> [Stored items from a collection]
━━━━━━━━━━

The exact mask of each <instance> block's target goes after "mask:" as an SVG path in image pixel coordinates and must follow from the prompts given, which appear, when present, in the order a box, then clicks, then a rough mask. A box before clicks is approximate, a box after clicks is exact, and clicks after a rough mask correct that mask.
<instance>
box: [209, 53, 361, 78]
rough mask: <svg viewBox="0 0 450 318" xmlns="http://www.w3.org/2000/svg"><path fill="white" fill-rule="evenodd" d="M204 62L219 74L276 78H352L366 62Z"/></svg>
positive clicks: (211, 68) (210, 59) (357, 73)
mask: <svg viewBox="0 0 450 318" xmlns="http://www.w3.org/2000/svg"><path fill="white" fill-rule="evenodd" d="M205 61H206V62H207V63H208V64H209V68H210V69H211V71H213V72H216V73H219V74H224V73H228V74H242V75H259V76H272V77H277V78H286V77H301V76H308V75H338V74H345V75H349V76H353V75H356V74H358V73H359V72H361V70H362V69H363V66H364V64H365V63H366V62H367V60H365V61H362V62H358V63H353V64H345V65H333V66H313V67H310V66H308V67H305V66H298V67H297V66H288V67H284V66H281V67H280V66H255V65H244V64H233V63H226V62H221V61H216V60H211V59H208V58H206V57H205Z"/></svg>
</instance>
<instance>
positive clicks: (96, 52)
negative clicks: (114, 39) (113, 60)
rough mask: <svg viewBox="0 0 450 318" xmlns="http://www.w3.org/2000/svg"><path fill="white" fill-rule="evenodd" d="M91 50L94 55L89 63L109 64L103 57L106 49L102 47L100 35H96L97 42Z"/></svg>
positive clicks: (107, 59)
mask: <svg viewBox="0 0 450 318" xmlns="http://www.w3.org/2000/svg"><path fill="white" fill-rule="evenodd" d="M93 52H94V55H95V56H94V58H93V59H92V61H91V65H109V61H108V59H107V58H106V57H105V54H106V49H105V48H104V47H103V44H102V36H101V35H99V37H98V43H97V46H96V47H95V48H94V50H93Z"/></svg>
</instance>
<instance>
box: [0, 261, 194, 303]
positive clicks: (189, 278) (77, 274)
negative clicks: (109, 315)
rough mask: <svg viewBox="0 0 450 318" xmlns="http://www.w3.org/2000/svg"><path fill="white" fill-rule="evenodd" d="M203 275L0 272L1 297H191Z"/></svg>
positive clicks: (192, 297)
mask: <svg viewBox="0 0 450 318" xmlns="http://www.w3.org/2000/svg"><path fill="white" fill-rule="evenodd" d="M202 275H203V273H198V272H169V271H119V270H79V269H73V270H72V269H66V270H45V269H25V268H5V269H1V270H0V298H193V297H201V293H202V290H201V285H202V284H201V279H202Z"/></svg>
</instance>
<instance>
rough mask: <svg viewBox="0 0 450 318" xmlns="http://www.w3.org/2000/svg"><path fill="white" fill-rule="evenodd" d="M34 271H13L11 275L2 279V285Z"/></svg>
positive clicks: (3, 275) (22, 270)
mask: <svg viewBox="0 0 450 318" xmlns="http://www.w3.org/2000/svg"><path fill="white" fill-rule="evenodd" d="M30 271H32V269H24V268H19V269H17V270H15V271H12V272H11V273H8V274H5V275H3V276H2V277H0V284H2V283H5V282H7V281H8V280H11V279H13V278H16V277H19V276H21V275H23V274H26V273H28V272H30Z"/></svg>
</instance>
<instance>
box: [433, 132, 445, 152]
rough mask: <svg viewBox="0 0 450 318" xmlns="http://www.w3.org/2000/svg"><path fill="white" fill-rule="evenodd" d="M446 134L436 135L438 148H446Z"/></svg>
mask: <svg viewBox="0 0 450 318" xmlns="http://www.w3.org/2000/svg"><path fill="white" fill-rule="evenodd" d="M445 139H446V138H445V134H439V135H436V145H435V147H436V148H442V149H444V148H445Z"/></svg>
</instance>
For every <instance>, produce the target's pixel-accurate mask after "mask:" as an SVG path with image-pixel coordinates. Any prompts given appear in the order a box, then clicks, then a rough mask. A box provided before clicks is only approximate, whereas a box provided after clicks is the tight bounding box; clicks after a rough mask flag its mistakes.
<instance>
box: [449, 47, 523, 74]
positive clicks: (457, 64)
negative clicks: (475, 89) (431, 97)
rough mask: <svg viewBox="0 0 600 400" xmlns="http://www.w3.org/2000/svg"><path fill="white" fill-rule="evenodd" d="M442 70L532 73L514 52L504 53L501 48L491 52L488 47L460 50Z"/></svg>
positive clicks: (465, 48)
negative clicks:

━━━━━━━━━━

> [JOB ITEM] All the records, from start to finish, are to be repeated exactly.

> [RESPONSE TO THE EXERCISE]
The exact mask of each <instance> block's target goes after "mask:" as an SVG path in image pixel coordinates and must follow from the prompts given, which appear, when present, in the order a box, then clicks, then a rough mask. A box before clicks is approximate, a box after clicks is exact, and clicks after a rough mask correct that mask.
<instance>
box: [209, 53, 361, 78]
rough mask: <svg viewBox="0 0 450 318" xmlns="http://www.w3.org/2000/svg"><path fill="white" fill-rule="evenodd" d="M204 62L219 74L276 78H352L366 62Z"/></svg>
positive clicks: (211, 68) (210, 59) (357, 73)
mask: <svg viewBox="0 0 450 318" xmlns="http://www.w3.org/2000/svg"><path fill="white" fill-rule="evenodd" d="M205 61H206V62H207V63H208V64H209V68H210V69H211V71H213V72H216V73H219V74H224V73H228V74H242V75H259V76H272V77H277V78H286V77H301V76H308V75H338V74H345V75H349V76H353V75H356V74H358V73H359V72H361V70H362V69H363V66H364V64H365V63H366V62H367V60H365V61H362V62H358V63H353V64H345V65H333V66H313V67H310V66H308V67H305V66H298V67H297V66H288V67H284V66H281V67H280V66H255V65H244V64H233V63H226V62H221V61H216V60H211V59H208V58H206V57H205Z"/></svg>
</instance>
<instance>
positive clicks: (96, 52)
negative clicks: (114, 39) (113, 60)
rough mask: <svg viewBox="0 0 450 318" xmlns="http://www.w3.org/2000/svg"><path fill="white" fill-rule="evenodd" d="M91 50L94 55L89 63L109 64L103 57L106 49L102 47L100 35H96L97 42Z"/></svg>
positive clicks: (107, 59)
mask: <svg viewBox="0 0 450 318" xmlns="http://www.w3.org/2000/svg"><path fill="white" fill-rule="evenodd" d="M93 52H94V55H95V56H94V58H93V59H92V61H91V65H109V61H108V59H107V58H106V57H105V54H106V49H105V48H104V47H103V44H102V36H101V35H99V37H98V43H97V46H96V47H95V48H94V50H93Z"/></svg>
</instance>
<instance>
box: [0, 261, 194, 303]
positive clicks: (189, 278) (77, 274)
negative clicks: (109, 315)
rough mask: <svg viewBox="0 0 450 318" xmlns="http://www.w3.org/2000/svg"><path fill="white" fill-rule="evenodd" d="M203 275L0 272L1 297H191Z"/></svg>
positive clicks: (192, 297)
mask: <svg viewBox="0 0 450 318" xmlns="http://www.w3.org/2000/svg"><path fill="white" fill-rule="evenodd" d="M202 275H203V273H198V272H169V271H119V270H79V269H73V270H72V269H66V270H45V269H25V268H5V269H1V270H0V298H193V297H201V293H202V290H201V285H202V284H201V279H202Z"/></svg>
</instance>
<instance>
rough mask: <svg viewBox="0 0 450 318" xmlns="http://www.w3.org/2000/svg"><path fill="white" fill-rule="evenodd" d="M34 271H13L11 275L2 279V285Z"/></svg>
positive clicks: (3, 275) (22, 270)
mask: <svg viewBox="0 0 450 318" xmlns="http://www.w3.org/2000/svg"><path fill="white" fill-rule="evenodd" d="M30 271H32V269H24V268H19V269H17V270H15V271H12V272H11V273H8V274H5V275H3V276H2V277H0V284H2V283H5V282H7V281H8V280H11V279H13V278H16V277H19V276H21V275H23V274H26V273H28V272H30Z"/></svg>
</instance>
<instance>
box: [433, 132, 445, 152]
rough mask: <svg viewBox="0 0 450 318" xmlns="http://www.w3.org/2000/svg"><path fill="white" fill-rule="evenodd" d="M446 134L436 135L438 148H446Z"/></svg>
mask: <svg viewBox="0 0 450 318" xmlns="http://www.w3.org/2000/svg"><path fill="white" fill-rule="evenodd" d="M445 139H446V138H445V134H439V135H436V145H435V147H436V148H442V149H444V148H445Z"/></svg>
</instance>
For every <instance>, produce the target's pixel-accurate mask after "mask:" as an SVG path with image-pixel coordinates. Any prompts given appear in the order a box, then clicks, then a rough mask. A box provided before clicks is only approximate, whereas a box provided after clicks is the tight bounding box; clicks after a rough mask flag its mistakes.
<instance>
box: [449, 47, 523, 74]
positive clicks: (457, 64)
negative clicks: (475, 89) (431, 97)
rough mask: <svg viewBox="0 0 600 400" xmlns="http://www.w3.org/2000/svg"><path fill="white" fill-rule="evenodd" d="M442 70L532 73L514 52L504 53L501 48L491 52L488 47L460 50Z"/></svg>
positive clicks: (465, 48)
negative clicks:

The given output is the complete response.